■ **Document segment**
Fisker Karma EcoChic

The Fisker Karma, a plug-in hybrid luxury sedan, was the first and only vehicle produced by Fisker Automotive. It was designed by Henrik Fisker, who had previously designed notable cars, such as the BMW Z8, Aston Martin DB9, and Aston Martin V8 Vantage. It was met with mixed reviews; while its exterior design was positively commented, its lack of practicality, as well as other issues, has been noted. Consumer Reports claims their press vehicle had failed during a test drive, additionally citing improper battery cell installation and poor fuel economy. After a fire risk recall and slow sales, Fisker Automotive ceased production of the Karma, and later filed for bankruptcy in 2013. In 2015, Karma Automotive was created using the corporate assets of Fisker Automotive after its bankruptcy, and continued production of the Karma as a new model, known as the Karma Revero. Bloomberg News had criticized the Revero for poor driving dynamics, and false promises by the brand.

==2020s==
===Vinfast VF8 (2021–present)===

Vinfast VF8

The VinFast VF 8 has been almost universally panned as one of the worst reviewed vehicles currently available. A number of well-established and widely followed automotive journalists and car critics gave the VF8 poor reviews for virtually every metric. Among these reviews, the most common stand-out complaints are poor interior/exterior build quality, and poor handling, steering and suspension. Mack Hogan of Drive magazine said about the car, "The VinFast VF8 has the worst body control of any modern car I've ever driven. Over a 90-minute drive, the 5600-lb SUV never stopped bobbing, swaying, and bucking, producing near-constant head-tossing motions. Riding in the passenger seat, I became car sick for the first time in years."

=== BMW iX (2021–present) ===

2021 BMW IX

The BMW iX faced backlash after its launch due to its controversial design, and its interior, with people calling its futuristic elements "ugly" and "weird".

Jalopnik writer Bob Sorokanich called himself an "BMW iX hater" and called its styling "incoherent and bland", while a 2025 review by Top Gear said that the original arrival of the IX was a "controversy/abject horror" from the internet and that the car's design "still divides opinions", and that "You can put lipstick on a pig..." Carwow called its exterior "polarizing" and "a bit like Marmite—you might love it, you might hate it..." The model, alongside the BMW i4 and the BMW i7, was also recalled due to battery module issues.

■ **Given information**
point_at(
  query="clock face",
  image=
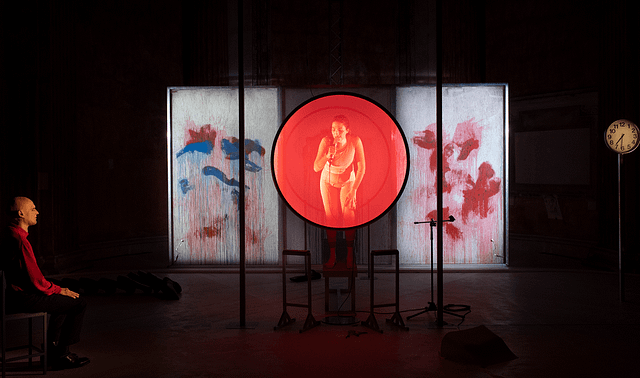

■ **What to do**
[1] In the passage on criticized cars, shorten the paragraph that begins "The VinFast VF 8 has been almost universally panned" while keeping its main facts.
[2] Repeat the passage on criticized cars word for word, starting with "2021 BMW IX" and going on through "battery module issues.".
[3] Using the passage on criticized cars, decide whether each statement agrees with it: (a) Fisker Automotive filed for bankruptcy in 2013. (b) Karma Automotive was created in 2013. (c) The BMW iX was recalled over software problems. Answer yes or no for each and quote the deciding words.

■ **Full answers**
[1] Critics almost universally panned the VinFast VF 8 as one of the worst-reviewed vehicles available, giving it poor marks on nearly every metric. The most common complaints were poor interior and exterior build quality and poor handling, steering, and suspension. Mack Hogan of Drive magazine called its body control the worst of any modern car he had driven. He said the 5600-lb SUV kept bobbing, swaying, and bucking over a 90-minute drive, and that it made him car sick as a passenger.

[2]
2021 BMW IX

The BMW iX faced backlash after its launch due to its controversial design, and its interior, with people calling its futuristic elements "ugly" and "weird".

Jalopnik writer Bob Sorokanich called himself an "BMW iX hater" and called its styling "incoherent and bland", while a 2025 review by Top Gear said that the original arrival of the IX was a "controversy/abject horror" from the internet and that the car's design "still divides opinions", and that "You can put lipstick on a pig..." Carwow called its exterior "polarizing" and "a bit like Marmite—you might love it, you might hate it..." The model, alongside the BMW i4 and the BMW i7, was also recalled due to battery module issues.

[3]
(a) Yes: "later filed for bankruptcy in 2013"
(b) No: "In 2015, Karma Automotive was created using the corporate assets of Fisker Automotive"
(c) No: "was also recalled due to battery module issues"